GIVEN REQUEST 1
Reproduce the passage of the Advent tea post starting at "We also finally" and ending at "a green tea.".
GIVEN REQUEST 2
List every line in the rows that contains the string "grass". Matches are case-sensitive.

PAGE EXTRACT
----------------

This evening choir ran short, since no one had a list of the hymns and the anthem was both straightforward and familiar. To that end we returned home, made a cup of today’s Advent tea and listened to a podcast cheerfully dissect a favourite TV show -just to make sure we weren’t the only people on earth for whom that constituted a hobby. The tea was a white tea, ginger and pear, and although we associate pears with sunnier weather, the ginger rendered it suitably wintery. We’ve never encountered a white tea we disliked, and this was no exception. Being lighter to start with, they seem to adapt more readily to being flavoured, than say, green tea.
We also finally got around to sampling a bit of the St Nicolas Day tea, which purported to taste of apple cider. In fact it does, but possibly the sweetest apple cider we’ve ever had. That could have done with having a green tea underneath to cut the sweetness. We say that not out of any kind of expertise, but because the Advent Calendar issuer once kept us in what we called Crumble Tea and they called Mom’s Apple Pie, and it was the cousin to this cider-inspired infusion. Green tea, cinnamon and something apple-tasting, and it was apple crumble in a cup. Ideal for a winter night. We keep sampling its tea inheritors, and though some have come close, nothing is nearly as good -but then, none of them was also a green tea.

----------------

SUPPLIED DATA

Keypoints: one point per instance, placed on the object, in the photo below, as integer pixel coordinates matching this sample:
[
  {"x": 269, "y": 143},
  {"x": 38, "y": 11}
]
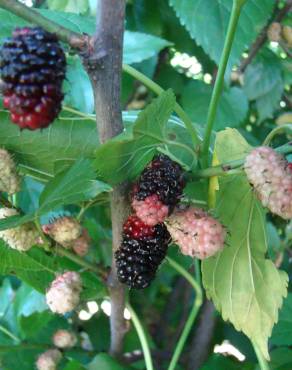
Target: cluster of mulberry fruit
[
  {"x": 158, "y": 220},
  {"x": 32, "y": 66},
  {"x": 196, "y": 232},
  {"x": 142, "y": 250},
  {"x": 49, "y": 360},
  {"x": 271, "y": 177},
  {"x": 145, "y": 238},
  {"x": 22, "y": 237},
  {"x": 158, "y": 190}
]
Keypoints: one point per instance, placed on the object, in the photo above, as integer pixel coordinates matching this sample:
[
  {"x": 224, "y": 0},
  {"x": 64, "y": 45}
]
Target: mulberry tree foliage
[{"x": 217, "y": 226}]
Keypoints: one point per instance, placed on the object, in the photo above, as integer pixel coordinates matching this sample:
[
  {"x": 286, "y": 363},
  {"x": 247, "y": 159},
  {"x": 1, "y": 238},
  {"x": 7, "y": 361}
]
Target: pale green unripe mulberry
[
  {"x": 22, "y": 237},
  {"x": 9, "y": 178}
]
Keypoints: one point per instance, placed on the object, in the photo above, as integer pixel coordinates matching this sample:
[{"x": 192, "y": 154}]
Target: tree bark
[{"x": 104, "y": 66}]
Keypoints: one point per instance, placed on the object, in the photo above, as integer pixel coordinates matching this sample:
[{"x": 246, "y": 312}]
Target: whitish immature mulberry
[
  {"x": 64, "y": 230},
  {"x": 9, "y": 178},
  {"x": 32, "y": 65},
  {"x": 64, "y": 293},
  {"x": 49, "y": 360},
  {"x": 158, "y": 190},
  {"x": 271, "y": 178},
  {"x": 81, "y": 245},
  {"x": 196, "y": 233},
  {"x": 64, "y": 339},
  {"x": 22, "y": 237}
]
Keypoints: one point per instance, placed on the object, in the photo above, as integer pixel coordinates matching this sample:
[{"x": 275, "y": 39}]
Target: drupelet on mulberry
[
  {"x": 142, "y": 250},
  {"x": 158, "y": 190},
  {"x": 32, "y": 65}
]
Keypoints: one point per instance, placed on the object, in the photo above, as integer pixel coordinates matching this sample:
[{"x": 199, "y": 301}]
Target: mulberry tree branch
[
  {"x": 75, "y": 40},
  {"x": 104, "y": 66}
]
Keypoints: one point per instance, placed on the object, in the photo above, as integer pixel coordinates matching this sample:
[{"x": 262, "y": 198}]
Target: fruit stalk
[{"x": 234, "y": 18}]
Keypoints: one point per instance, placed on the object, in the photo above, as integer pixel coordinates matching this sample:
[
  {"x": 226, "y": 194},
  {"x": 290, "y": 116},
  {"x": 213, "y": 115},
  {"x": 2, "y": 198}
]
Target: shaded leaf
[
  {"x": 282, "y": 333},
  {"x": 126, "y": 155},
  {"x": 245, "y": 287},
  {"x": 232, "y": 109},
  {"x": 37, "y": 272},
  {"x": 72, "y": 186},
  {"x": 39, "y": 153},
  {"x": 105, "y": 362},
  {"x": 207, "y": 23},
  {"x": 263, "y": 83}
]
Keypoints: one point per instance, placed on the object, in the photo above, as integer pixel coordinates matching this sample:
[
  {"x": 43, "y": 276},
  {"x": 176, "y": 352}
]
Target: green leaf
[
  {"x": 31, "y": 311},
  {"x": 72, "y": 186},
  {"x": 105, "y": 362},
  {"x": 13, "y": 221},
  {"x": 263, "y": 83},
  {"x": 232, "y": 109},
  {"x": 35, "y": 269},
  {"x": 245, "y": 287},
  {"x": 73, "y": 6},
  {"x": 207, "y": 23},
  {"x": 140, "y": 46},
  {"x": 39, "y": 153},
  {"x": 281, "y": 359},
  {"x": 6, "y": 297},
  {"x": 74, "y": 365},
  {"x": 137, "y": 46},
  {"x": 282, "y": 333},
  {"x": 125, "y": 156},
  {"x": 219, "y": 362}
]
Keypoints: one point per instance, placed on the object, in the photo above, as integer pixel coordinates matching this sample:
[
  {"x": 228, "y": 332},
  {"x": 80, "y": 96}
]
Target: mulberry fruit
[
  {"x": 64, "y": 230},
  {"x": 64, "y": 339},
  {"x": 271, "y": 177},
  {"x": 32, "y": 66},
  {"x": 9, "y": 178},
  {"x": 22, "y": 237},
  {"x": 64, "y": 293},
  {"x": 196, "y": 233},
  {"x": 274, "y": 32},
  {"x": 81, "y": 245},
  {"x": 158, "y": 190},
  {"x": 142, "y": 250},
  {"x": 49, "y": 360},
  {"x": 287, "y": 35}
]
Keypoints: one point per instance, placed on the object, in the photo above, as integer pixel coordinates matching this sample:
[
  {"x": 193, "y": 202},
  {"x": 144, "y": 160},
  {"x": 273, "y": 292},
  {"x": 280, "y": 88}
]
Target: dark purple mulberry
[{"x": 32, "y": 65}]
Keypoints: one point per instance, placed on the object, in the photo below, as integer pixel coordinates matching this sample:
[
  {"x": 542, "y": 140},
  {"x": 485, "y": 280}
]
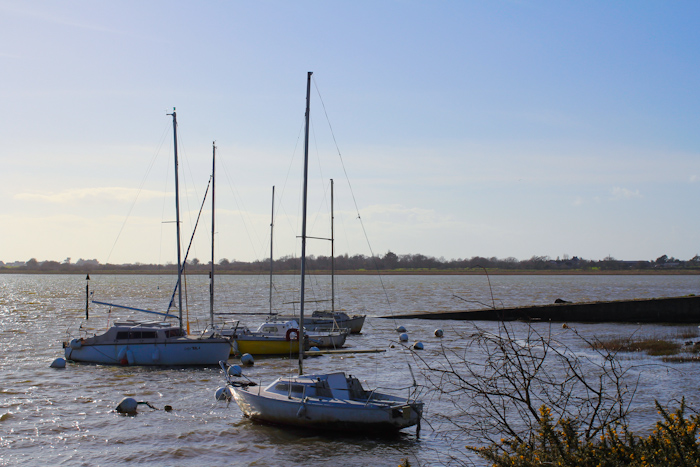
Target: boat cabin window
[
  {"x": 297, "y": 390},
  {"x": 136, "y": 335}
]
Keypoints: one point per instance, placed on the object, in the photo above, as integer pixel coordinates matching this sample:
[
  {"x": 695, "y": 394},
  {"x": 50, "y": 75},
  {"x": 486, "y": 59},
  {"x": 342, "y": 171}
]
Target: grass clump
[
  {"x": 652, "y": 346},
  {"x": 656, "y": 344},
  {"x": 673, "y": 442}
]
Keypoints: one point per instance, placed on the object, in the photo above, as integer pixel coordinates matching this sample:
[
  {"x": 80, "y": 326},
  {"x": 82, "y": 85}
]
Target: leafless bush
[{"x": 495, "y": 386}]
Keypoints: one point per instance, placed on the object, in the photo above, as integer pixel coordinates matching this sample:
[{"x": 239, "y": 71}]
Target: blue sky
[{"x": 466, "y": 128}]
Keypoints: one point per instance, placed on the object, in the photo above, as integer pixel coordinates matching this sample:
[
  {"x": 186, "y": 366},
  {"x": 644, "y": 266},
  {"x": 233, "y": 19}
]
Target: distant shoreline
[{"x": 428, "y": 272}]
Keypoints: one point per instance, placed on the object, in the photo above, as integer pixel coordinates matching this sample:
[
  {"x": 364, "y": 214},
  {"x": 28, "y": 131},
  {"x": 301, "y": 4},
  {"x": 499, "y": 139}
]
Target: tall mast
[
  {"x": 177, "y": 221},
  {"x": 272, "y": 226},
  {"x": 332, "y": 256},
  {"x": 303, "y": 225},
  {"x": 211, "y": 274}
]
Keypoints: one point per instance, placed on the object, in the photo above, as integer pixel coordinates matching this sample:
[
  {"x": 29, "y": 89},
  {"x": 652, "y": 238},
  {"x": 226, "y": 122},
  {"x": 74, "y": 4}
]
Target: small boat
[
  {"x": 144, "y": 343},
  {"x": 150, "y": 342},
  {"x": 322, "y": 339},
  {"x": 259, "y": 343},
  {"x": 329, "y": 320},
  {"x": 333, "y": 401}
]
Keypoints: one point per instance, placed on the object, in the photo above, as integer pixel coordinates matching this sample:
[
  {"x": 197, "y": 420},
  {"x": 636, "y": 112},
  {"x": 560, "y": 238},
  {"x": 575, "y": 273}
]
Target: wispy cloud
[
  {"x": 101, "y": 193},
  {"x": 619, "y": 193}
]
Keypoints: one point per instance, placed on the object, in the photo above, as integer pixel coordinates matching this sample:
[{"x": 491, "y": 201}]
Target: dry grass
[{"x": 655, "y": 345}]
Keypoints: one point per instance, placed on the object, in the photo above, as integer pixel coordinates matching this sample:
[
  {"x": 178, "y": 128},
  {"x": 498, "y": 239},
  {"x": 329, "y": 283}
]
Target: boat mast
[
  {"x": 272, "y": 224},
  {"x": 211, "y": 273},
  {"x": 177, "y": 221},
  {"x": 332, "y": 256},
  {"x": 303, "y": 225}
]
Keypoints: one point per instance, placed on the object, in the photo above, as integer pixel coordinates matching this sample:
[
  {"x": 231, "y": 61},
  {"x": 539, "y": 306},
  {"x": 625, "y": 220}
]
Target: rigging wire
[
  {"x": 140, "y": 189},
  {"x": 354, "y": 199}
]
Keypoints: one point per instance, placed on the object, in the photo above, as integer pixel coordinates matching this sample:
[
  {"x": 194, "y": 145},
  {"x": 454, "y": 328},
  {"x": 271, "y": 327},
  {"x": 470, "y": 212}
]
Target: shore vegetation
[{"x": 389, "y": 263}]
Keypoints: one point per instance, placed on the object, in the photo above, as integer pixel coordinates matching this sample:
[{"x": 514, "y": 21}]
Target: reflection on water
[{"x": 66, "y": 416}]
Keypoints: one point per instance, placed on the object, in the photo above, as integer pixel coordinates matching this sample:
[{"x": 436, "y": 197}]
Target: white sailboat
[
  {"x": 334, "y": 401},
  {"x": 330, "y": 320},
  {"x": 144, "y": 343}
]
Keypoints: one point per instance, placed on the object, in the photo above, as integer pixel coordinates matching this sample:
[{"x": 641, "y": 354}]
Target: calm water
[{"x": 65, "y": 417}]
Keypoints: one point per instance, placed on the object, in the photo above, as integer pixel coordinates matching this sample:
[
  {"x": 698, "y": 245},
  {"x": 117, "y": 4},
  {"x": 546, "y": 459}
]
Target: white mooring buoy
[
  {"x": 223, "y": 394},
  {"x": 235, "y": 370},
  {"x": 127, "y": 405},
  {"x": 58, "y": 363}
]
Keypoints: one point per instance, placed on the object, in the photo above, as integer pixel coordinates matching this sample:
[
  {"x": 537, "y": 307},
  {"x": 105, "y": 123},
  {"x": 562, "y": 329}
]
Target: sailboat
[
  {"x": 334, "y": 401},
  {"x": 331, "y": 320},
  {"x": 142, "y": 343}
]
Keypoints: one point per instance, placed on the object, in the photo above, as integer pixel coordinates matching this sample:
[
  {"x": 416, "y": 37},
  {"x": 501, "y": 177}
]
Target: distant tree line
[{"x": 359, "y": 263}]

----------------

RESULT 1
We also finally got around to sampling a bit of the St Nicolas Day tea, which purported to taste of apple cider. In fact it does, but possibly the sweetest apple cider we’ve ever had. That could have done with having a green tea underneath to cut the sweetness. We say that not out of any kind of expertise, but because the Advent Calendar issuer once kept us in what we called Crumble Tea and they called Mom’s Apple Pie, and it was the cousin to this cider-inspired infusion. Green tea, cinnamon and something apple-tasting, and it was apple crumble in a cup. Ideal for a winter night. We keep sampling its tea inheritors, and though some have come close, nothing is nearly as good -but then, none of them was also a green tea.

RESULT 2
Target: grass clump
Target: dry grass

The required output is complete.